> _WHAT NEEDS TO BE DONE_:
In the records below, change "lower lip" to "upper lip" in the lines from the one with "Reviewer note: every instance of the lower" up to and including the one with "pixel 222 210", and give only those lines with everything else unchanged.

> _RECORDED DATA_:
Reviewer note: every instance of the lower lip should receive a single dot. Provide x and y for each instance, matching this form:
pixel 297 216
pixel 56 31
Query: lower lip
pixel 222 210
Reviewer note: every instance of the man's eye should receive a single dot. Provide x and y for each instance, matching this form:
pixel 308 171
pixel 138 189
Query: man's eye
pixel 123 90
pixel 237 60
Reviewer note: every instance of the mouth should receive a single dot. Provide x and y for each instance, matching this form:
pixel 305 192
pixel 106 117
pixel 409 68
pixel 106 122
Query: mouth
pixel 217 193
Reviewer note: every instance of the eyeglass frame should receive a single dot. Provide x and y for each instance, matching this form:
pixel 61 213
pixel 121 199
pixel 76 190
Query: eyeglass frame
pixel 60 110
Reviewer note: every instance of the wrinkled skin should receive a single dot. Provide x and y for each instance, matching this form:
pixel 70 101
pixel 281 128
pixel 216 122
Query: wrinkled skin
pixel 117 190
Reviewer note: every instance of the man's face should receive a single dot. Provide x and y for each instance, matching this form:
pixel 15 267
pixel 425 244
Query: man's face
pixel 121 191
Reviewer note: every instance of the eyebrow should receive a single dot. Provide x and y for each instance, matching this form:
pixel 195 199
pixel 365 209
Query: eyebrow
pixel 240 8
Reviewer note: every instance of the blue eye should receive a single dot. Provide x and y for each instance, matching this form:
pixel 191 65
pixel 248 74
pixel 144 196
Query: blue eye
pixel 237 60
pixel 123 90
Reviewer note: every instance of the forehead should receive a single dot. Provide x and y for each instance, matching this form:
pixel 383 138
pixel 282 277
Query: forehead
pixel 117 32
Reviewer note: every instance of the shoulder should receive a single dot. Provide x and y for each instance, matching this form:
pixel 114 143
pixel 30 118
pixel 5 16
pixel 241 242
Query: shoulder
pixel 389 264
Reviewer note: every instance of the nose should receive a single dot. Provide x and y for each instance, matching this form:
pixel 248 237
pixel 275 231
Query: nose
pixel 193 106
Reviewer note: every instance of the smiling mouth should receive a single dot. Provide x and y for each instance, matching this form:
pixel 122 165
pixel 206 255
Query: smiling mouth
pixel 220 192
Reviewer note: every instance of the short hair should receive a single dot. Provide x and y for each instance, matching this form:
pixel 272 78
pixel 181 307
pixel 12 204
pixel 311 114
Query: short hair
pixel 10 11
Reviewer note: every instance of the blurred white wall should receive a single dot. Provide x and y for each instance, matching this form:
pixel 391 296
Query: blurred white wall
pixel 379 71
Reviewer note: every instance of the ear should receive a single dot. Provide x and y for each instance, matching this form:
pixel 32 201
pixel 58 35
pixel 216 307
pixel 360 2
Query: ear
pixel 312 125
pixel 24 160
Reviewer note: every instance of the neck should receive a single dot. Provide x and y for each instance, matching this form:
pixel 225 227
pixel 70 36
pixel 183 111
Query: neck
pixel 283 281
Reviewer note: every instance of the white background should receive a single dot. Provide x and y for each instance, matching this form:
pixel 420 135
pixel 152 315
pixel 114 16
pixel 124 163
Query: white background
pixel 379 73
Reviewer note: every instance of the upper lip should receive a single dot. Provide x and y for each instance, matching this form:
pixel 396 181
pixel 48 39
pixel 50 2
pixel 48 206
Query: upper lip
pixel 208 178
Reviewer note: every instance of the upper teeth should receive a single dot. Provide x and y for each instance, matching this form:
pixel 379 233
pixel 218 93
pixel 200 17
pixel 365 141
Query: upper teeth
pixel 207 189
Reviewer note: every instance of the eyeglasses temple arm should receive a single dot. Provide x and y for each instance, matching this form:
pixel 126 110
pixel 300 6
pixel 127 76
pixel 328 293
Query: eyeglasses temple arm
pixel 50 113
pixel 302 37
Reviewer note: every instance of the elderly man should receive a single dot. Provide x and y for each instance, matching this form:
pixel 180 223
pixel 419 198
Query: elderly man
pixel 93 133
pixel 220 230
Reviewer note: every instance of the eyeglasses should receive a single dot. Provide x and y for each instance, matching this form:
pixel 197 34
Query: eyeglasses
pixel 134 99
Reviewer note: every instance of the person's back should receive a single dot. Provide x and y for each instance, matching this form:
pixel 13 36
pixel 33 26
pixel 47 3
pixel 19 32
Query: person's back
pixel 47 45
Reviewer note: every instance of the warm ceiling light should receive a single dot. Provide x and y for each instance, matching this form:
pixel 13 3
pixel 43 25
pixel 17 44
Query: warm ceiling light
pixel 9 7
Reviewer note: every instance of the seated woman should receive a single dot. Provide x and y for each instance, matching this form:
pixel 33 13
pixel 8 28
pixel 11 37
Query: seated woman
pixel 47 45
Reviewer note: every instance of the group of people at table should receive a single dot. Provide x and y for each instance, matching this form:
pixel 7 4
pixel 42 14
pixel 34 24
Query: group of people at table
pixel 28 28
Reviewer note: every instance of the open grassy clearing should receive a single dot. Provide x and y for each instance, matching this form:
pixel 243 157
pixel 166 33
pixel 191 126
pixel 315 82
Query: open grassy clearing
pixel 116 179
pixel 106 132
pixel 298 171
* * *
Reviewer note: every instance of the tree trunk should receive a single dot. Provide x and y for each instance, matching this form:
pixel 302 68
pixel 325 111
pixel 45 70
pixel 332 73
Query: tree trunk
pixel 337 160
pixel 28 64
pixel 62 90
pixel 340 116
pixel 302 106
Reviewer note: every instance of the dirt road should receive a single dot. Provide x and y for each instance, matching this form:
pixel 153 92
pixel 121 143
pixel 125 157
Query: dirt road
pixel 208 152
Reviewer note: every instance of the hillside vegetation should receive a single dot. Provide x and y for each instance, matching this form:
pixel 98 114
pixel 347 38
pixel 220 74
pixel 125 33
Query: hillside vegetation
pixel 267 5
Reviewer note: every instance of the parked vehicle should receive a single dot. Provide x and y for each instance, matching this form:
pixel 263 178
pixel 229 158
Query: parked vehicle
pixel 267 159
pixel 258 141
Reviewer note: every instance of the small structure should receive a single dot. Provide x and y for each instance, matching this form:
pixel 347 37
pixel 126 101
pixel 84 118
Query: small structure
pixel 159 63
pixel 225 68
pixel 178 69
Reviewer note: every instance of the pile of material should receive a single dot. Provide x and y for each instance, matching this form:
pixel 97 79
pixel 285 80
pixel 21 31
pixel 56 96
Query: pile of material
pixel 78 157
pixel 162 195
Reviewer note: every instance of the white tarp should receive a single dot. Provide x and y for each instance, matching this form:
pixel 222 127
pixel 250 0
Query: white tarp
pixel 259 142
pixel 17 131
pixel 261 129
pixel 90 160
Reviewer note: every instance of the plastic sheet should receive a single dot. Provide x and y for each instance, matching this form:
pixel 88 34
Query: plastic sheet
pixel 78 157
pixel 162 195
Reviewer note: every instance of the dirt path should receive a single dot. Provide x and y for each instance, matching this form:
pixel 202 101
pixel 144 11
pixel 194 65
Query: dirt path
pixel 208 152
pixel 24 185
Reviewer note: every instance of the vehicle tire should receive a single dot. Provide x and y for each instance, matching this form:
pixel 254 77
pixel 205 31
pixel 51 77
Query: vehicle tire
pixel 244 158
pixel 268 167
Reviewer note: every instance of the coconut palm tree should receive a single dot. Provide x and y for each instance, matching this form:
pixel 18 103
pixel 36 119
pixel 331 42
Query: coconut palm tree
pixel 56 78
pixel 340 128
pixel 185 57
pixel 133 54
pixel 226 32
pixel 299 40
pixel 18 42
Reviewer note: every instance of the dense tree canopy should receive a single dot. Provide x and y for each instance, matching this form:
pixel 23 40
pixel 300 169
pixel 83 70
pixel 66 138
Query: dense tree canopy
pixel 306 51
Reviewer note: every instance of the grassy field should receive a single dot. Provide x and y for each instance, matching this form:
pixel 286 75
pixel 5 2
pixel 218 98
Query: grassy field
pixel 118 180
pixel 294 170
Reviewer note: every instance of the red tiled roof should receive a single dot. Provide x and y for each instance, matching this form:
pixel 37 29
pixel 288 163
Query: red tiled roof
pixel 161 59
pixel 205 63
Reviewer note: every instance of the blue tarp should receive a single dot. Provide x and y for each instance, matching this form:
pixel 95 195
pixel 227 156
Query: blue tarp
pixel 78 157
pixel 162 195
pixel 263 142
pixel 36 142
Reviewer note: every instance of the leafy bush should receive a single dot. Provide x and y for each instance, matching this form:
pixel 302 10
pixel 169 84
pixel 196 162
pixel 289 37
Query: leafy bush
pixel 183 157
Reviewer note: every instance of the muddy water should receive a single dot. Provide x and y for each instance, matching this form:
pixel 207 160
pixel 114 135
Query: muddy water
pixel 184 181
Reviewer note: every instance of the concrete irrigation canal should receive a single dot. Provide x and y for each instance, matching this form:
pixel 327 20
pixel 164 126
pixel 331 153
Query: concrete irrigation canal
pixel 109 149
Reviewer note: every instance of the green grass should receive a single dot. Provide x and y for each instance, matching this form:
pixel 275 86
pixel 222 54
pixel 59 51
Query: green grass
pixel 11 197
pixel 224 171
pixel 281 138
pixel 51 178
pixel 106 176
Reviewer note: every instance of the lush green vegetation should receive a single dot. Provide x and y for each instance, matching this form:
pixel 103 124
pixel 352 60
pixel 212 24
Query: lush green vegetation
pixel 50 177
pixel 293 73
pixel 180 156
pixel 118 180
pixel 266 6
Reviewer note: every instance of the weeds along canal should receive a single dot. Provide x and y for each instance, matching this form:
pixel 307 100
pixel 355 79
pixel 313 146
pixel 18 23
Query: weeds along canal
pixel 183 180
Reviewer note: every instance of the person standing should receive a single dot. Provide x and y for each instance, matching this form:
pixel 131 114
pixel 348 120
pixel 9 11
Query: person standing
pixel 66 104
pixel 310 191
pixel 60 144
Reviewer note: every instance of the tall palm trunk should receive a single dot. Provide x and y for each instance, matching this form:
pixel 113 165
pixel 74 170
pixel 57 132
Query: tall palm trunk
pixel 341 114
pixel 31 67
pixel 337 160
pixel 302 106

> _RESPONSE TO THIS EXERCISE_:
Reviewer note: every instance of the upper lip should receive a single dot. Provide x and y for each instance, matching this form:
pixel 297 216
pixel 56 31
Query: upper lip
pixel 222 210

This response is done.